— REQUIRED TASKS —
A) In the smoker forum thread, what price did the first poster recall for the 16" x 32" model with the dropped firebox?
B) Write what follows in the smoker forum thread, picking up after its last line.

# Bucee's Milke smoker?



## redexpress (Apr 5, 2010)

I've been thinking I need a small smoker. Thursday I stopped at Bucee's in Luling for gas and looked at their smokers. I think it was Milke? brand. I came home at looked on Bucee's website and nothing. Only thing I can find that is Wilke is firepits. I'm thinking they had a 16" x 32" with a dropped firebox for $412. Looked about 3/16" thick, steel wheels etc. Looked good. Anyone know anything about them? Can they be purchased anywhere else?


----------



## redexpress (Apr 5, 2010)

Revision.....I shouldn't call it a smoker. Maybe a BBQ grill with a separate firebox.


----------



## 18 Classic (Jul 22, 2011)

[Items stored from a collection]
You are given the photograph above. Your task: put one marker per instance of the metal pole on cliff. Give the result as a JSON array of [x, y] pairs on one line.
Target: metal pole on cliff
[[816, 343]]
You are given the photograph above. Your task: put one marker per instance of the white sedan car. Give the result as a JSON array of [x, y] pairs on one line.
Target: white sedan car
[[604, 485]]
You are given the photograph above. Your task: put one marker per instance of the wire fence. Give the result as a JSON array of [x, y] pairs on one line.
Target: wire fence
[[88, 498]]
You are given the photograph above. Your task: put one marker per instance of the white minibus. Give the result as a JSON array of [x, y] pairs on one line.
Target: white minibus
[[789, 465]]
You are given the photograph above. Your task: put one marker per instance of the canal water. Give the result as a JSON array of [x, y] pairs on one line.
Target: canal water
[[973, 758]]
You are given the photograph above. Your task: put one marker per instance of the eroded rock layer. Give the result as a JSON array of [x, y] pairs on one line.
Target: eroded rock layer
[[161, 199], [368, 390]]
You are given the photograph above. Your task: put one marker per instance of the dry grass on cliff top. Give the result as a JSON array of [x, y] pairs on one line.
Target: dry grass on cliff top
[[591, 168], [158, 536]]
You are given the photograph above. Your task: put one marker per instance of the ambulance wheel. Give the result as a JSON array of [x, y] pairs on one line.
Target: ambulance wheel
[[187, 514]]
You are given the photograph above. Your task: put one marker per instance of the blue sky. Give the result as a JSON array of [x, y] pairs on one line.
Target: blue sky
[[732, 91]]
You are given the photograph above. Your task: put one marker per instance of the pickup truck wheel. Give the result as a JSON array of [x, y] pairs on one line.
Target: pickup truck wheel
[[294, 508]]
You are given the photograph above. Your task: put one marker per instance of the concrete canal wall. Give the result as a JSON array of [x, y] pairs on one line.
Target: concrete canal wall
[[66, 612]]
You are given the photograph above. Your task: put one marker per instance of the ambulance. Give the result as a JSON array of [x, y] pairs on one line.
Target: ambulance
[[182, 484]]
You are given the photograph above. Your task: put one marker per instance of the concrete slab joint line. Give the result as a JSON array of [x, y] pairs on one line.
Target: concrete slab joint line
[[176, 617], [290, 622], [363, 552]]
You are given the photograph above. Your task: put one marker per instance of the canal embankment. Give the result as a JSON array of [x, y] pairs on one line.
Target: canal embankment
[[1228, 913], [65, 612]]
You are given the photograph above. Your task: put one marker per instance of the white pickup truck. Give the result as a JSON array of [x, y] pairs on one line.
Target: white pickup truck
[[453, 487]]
==
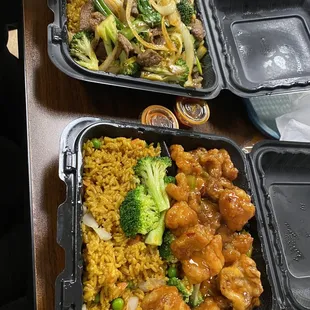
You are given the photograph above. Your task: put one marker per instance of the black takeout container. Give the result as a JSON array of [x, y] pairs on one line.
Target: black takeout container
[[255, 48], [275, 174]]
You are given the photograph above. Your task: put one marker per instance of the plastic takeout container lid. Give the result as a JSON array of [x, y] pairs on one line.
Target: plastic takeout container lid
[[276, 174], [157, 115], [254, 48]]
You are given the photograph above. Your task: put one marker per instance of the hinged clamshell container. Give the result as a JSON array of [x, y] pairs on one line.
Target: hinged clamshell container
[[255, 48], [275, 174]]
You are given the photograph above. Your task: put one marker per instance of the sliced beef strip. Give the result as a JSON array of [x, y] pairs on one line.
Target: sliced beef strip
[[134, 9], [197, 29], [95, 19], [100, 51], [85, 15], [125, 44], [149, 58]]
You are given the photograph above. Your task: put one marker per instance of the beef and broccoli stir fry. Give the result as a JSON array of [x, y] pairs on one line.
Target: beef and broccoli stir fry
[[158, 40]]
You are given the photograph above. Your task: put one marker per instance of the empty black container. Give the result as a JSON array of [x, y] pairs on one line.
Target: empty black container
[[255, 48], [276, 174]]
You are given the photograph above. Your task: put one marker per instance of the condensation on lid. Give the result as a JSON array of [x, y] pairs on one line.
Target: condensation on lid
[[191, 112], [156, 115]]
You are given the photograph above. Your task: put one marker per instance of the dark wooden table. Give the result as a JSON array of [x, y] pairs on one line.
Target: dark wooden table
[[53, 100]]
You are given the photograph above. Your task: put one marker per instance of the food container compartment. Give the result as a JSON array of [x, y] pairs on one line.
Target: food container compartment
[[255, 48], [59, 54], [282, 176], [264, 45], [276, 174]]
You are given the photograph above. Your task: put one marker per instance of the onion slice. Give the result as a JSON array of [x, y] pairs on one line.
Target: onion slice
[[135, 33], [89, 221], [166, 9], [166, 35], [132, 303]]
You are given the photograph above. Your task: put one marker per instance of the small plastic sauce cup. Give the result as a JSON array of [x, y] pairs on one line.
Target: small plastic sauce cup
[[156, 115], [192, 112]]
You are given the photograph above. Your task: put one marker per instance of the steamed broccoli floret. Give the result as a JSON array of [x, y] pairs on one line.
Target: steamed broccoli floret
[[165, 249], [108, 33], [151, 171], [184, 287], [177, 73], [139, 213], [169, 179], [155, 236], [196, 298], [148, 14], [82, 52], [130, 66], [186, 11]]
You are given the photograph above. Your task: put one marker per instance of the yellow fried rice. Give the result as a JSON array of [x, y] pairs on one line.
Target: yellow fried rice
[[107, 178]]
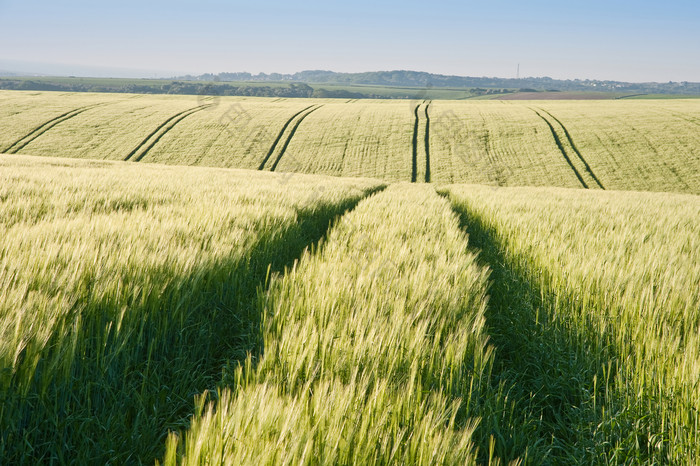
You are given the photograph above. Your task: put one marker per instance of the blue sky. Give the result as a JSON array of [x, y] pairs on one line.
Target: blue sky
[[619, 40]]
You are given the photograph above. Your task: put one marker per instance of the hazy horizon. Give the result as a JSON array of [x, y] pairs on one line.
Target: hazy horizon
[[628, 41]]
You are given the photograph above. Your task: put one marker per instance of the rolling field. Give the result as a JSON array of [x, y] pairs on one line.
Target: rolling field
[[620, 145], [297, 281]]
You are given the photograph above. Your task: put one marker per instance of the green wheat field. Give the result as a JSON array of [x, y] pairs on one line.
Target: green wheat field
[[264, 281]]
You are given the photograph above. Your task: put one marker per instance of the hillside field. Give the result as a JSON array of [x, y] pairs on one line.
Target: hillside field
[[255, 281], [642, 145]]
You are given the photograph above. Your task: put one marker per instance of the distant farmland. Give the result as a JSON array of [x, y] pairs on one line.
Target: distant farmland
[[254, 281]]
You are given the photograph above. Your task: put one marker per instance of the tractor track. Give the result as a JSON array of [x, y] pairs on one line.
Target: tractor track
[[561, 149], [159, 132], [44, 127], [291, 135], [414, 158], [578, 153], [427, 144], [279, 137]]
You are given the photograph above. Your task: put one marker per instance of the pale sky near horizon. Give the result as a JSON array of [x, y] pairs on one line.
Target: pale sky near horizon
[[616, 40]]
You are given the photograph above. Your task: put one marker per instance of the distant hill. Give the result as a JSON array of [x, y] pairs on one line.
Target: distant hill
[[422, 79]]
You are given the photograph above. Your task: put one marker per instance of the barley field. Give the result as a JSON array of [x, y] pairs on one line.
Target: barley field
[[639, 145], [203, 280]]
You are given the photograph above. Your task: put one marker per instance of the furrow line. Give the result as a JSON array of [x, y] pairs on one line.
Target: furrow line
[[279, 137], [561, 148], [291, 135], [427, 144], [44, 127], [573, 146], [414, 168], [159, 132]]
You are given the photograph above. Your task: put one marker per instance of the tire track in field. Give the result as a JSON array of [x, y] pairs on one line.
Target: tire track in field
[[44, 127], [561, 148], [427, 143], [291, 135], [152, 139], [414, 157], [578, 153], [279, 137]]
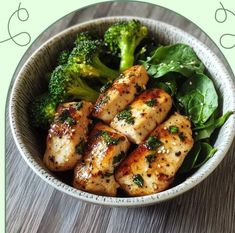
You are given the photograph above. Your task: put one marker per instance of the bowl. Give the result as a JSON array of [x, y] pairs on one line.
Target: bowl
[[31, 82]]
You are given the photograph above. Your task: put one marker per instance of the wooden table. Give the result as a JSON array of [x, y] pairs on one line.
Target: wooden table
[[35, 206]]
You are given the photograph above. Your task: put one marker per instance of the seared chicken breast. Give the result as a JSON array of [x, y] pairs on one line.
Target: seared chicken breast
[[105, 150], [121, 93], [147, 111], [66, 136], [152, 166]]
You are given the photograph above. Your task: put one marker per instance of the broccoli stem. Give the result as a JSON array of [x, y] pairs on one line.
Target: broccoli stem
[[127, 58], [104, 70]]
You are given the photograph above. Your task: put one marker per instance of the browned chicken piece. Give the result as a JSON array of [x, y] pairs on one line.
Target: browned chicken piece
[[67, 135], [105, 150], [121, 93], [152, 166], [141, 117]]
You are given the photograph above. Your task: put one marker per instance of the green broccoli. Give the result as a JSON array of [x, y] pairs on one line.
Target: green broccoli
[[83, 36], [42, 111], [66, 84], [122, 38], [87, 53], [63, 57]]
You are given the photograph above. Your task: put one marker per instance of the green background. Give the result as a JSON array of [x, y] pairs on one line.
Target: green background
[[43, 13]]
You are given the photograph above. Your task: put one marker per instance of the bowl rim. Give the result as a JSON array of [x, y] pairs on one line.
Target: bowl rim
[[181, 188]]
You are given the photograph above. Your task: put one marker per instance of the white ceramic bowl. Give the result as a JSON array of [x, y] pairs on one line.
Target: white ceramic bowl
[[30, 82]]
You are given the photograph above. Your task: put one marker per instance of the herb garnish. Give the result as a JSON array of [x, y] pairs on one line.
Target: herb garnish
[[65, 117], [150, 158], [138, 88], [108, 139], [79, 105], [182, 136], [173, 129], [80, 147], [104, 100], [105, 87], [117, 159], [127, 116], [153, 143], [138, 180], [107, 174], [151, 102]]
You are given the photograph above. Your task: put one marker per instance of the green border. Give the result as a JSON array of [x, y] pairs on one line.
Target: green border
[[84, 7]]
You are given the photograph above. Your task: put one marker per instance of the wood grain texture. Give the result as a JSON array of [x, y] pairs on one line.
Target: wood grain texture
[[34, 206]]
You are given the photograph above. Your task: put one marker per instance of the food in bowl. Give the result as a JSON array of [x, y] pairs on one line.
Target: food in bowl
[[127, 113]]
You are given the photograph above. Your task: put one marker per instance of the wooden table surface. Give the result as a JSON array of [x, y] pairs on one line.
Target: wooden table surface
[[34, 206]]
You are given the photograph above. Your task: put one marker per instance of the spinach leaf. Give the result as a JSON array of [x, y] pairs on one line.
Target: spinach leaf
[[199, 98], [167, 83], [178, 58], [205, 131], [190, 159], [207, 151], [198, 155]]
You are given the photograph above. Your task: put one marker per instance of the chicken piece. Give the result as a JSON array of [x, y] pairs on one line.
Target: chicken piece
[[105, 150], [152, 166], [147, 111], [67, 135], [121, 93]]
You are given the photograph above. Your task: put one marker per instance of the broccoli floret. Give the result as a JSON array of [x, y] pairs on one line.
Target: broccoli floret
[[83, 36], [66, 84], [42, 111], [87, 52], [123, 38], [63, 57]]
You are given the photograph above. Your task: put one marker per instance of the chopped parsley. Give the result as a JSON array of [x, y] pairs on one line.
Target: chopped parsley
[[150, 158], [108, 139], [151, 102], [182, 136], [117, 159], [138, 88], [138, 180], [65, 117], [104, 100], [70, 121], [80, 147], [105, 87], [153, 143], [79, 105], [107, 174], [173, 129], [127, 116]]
---
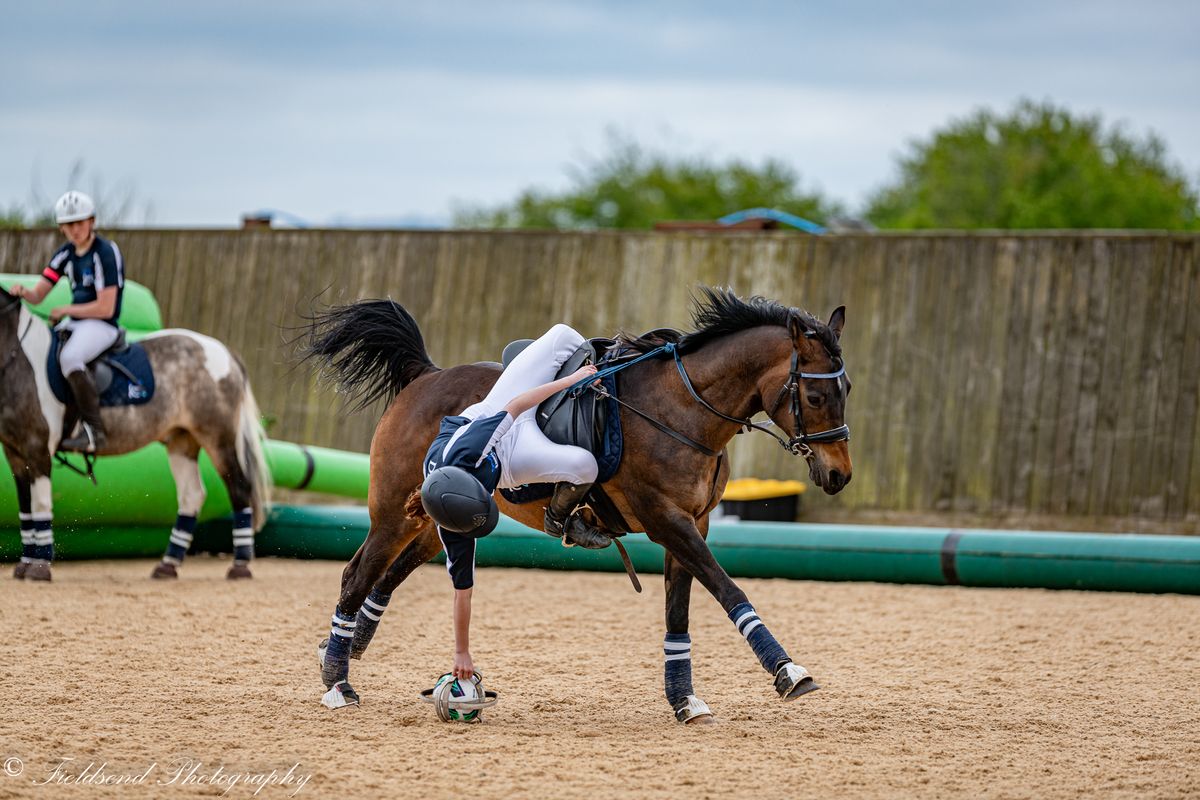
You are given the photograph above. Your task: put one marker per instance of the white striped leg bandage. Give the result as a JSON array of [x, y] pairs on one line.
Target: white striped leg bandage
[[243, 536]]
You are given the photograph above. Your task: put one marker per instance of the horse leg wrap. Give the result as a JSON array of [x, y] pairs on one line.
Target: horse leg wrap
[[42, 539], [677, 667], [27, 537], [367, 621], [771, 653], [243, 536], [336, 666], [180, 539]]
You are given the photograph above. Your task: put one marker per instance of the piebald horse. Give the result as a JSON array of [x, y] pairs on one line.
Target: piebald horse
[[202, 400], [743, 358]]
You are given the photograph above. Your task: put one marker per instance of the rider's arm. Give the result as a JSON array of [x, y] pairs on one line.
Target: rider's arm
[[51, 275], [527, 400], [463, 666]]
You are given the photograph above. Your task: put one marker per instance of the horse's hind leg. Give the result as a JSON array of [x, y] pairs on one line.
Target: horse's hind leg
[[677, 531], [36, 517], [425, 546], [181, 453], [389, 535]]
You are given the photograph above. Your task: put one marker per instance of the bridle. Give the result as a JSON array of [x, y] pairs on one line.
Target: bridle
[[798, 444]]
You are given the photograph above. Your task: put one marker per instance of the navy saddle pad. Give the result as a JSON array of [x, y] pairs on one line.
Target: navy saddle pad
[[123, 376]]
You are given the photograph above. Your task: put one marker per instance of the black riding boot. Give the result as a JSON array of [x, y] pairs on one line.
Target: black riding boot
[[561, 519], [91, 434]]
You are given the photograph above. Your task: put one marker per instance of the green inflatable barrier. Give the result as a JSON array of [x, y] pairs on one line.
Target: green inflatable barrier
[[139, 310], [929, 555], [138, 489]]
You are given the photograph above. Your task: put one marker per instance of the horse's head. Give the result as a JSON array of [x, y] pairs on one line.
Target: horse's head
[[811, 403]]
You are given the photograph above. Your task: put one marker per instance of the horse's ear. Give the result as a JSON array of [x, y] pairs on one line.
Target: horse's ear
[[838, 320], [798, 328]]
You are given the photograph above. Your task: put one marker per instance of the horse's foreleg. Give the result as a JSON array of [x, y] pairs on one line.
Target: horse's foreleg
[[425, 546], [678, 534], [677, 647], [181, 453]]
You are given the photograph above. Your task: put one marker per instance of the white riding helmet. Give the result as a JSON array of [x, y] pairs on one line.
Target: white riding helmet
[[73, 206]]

— WRITTEN ANSWERS —
A) $412

B)
I don't believe the pits are part of Bucee's. I think the stores are just next too each other. Sorry I can't remember the name of the place but they do have some nice pits and smokers.


----------



## Drew_Smoke (May 21, 2004)

Are you sure you are not looking for www.wilkesbadasspits.com ? They built my Texans far pit for me.


----------



## redexpress (Apr 5, 2010)

Yeah, that's it. I looked at it again Thursday. How's the fire pit?


----------



## BlueWaveCapt (Jan 8, 2007)

Have you ever thought about building your own UDS?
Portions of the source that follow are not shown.